Requirements →
Can you reproduce every one of the records below line for line, leaving the pictures out of your copy?
[Start of Records supplied]
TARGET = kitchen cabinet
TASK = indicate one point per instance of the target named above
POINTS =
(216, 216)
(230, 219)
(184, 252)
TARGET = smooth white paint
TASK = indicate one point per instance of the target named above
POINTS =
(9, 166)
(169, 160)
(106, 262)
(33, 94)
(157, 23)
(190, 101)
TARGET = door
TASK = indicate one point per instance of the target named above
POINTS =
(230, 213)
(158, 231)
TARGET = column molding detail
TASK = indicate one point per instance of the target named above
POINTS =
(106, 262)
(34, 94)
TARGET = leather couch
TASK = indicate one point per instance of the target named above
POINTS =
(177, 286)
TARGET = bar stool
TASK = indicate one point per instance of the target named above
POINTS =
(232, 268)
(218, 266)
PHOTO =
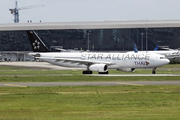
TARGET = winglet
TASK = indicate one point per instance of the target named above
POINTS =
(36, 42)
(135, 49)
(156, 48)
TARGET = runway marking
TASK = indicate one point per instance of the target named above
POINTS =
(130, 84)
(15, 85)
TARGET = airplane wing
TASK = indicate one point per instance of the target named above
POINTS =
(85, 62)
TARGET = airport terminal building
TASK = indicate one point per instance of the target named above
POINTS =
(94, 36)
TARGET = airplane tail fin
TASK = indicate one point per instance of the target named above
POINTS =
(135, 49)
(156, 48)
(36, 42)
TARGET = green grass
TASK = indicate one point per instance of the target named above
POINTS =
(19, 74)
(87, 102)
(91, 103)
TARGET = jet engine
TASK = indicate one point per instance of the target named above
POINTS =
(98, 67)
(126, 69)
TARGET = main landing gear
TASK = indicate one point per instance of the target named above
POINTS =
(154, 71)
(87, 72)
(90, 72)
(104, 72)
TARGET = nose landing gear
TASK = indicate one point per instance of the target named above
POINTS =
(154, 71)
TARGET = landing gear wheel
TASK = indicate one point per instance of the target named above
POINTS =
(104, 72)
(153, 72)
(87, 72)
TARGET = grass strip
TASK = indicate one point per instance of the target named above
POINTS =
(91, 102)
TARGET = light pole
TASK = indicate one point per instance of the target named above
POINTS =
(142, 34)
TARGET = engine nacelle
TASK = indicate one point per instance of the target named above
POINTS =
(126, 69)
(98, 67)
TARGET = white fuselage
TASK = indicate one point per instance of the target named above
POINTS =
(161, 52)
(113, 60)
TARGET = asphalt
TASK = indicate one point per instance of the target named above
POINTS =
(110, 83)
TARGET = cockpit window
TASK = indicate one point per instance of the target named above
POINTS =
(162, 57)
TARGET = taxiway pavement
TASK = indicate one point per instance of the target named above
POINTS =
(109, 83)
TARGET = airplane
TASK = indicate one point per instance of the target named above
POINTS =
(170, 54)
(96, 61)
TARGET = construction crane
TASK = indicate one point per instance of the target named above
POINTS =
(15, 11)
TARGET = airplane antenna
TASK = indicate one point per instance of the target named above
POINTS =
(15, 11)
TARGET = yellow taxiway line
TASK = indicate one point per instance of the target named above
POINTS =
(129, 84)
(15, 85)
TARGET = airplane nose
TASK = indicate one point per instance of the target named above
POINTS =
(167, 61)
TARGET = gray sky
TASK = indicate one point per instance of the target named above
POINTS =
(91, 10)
[End of Records supplied]
The solution →
TARGET = kitchen cabinet
TASK = indicate one point per instance of the target named above
POINTS =
(216, 216)
(230, 219)
(184, 252)
TARGET = smooth white paint
TASK = indicate one point per instance of the target named above
POINTS =
(9, 166)
(169, 160)
(106, 262)
(33, 94)
(157, 23)
(190, 101)
TARGET = door
TASK = indicate one point per instance of the target named above
POINTS =
(230, 213)
(158, 231)
TARGET = column molding detail
TASK = indicate one point per instance of the target named above
POINTS =
(106, 262)
(34, 94)
TARGET = leather couch
TASK = indicate one point per instance of the target named above
POINTS =
(177, 286)
TARGET = bar stool
TASK = indicate one point per instance of the target named above
POINTS =
(232, 268)
(218, 266)
PHOTO =
TARGET = winglet
TASK = indicate one point per instance of the target named above
POINTS =
(36, 42)
(135, 49)
(156, 48)
TARGET = runway marking
TASK = indicate one point per instance of the target named above
POINTS =
(130, 84)
(15, 85)
TARGET = airplane wing
TASK = indicate one point per instance of the target named above
POINTS =
(85, 62)
TARGET = airport terminal building
TASK = indicate one point per instance of the target named above
POINTS =
(94, 36)
TARGET = airplane tail fin
TASK = indicate one point per instance of the target named above
POINTS =
(135, 49)
(156, 48)
(36, 42)
TARGET = green grass
TASK = indicate one point per instance of the target named above
POINTS =
(19, 74)
(87, 102)
(91, 103)
TARGET = jet engine
TASK = indicate one point per instance of the target named above
POINTS =
(98, 67)
(126, 69)
TARGET = main landing gear
TASK = indicate one point per instance of the target named above
POINTS =
(154, 71)
(87, 72)
(90, 72)
(104, 72)
TARGET = nose landing gear
TASK = indicate one point per instance of the target named above
POINTS =
(154, 71)
TARGET = landing gear wheel
TASK = indicate one point per instance of the target named above
POINTS =
(104, 72)
(153, 72)
(87, 72)
TARGET = grass strip
TASK = indicate one point per instance of the target named above
POINTS =
(91, 102)
TARGET = light pole
TASK = indicate one point per instance of the target named above
POINTS =
(142, 34)
TARGET = engine nacelle
TASK = indicate one point per instance of the target named above
POINTS =
(126, 69)
(98, 67)
TARGET = white fuselage
TASK = indicate one point per instance of the target named above
POINTS =
(161, 52)
(113, 60)
TARGET = asphalt
TASK = indicate one point per instance of the target named above
POINTS =
(110, 83)
TARGET = cockpit window
TASK = indicate one point per instance of the target named above
POINTS =
(162, 57)
TARGET = taxiway pavement
TASK = indicate one point per instance of the target named above
POINTS =
(109, 83)
TARGET = airplane
TASK = indicate one point per instance of the target named above
POINTS =
(170, 54)
(96, 61)
TARGET = construction crane
TASK = indicate one point per instance of the target named above
POINTS =
(15, 11)
TARGET = airplane antenna
TASK = indicate one point per instance of the target named above
POINTS =
(15, 11)
TARGET = yellow taxiway line
TASK = indicate one point per instance of the target named above
POINTS =
(129, 84)
(15, 85)
TARGET = airplane nose
TASK = indicate one point per instance of the target named above
POINTS =
(167, 61)
TARGET = gray sky
TASK = indicate one point per instance of the target named above
POINTS =
(91, 10)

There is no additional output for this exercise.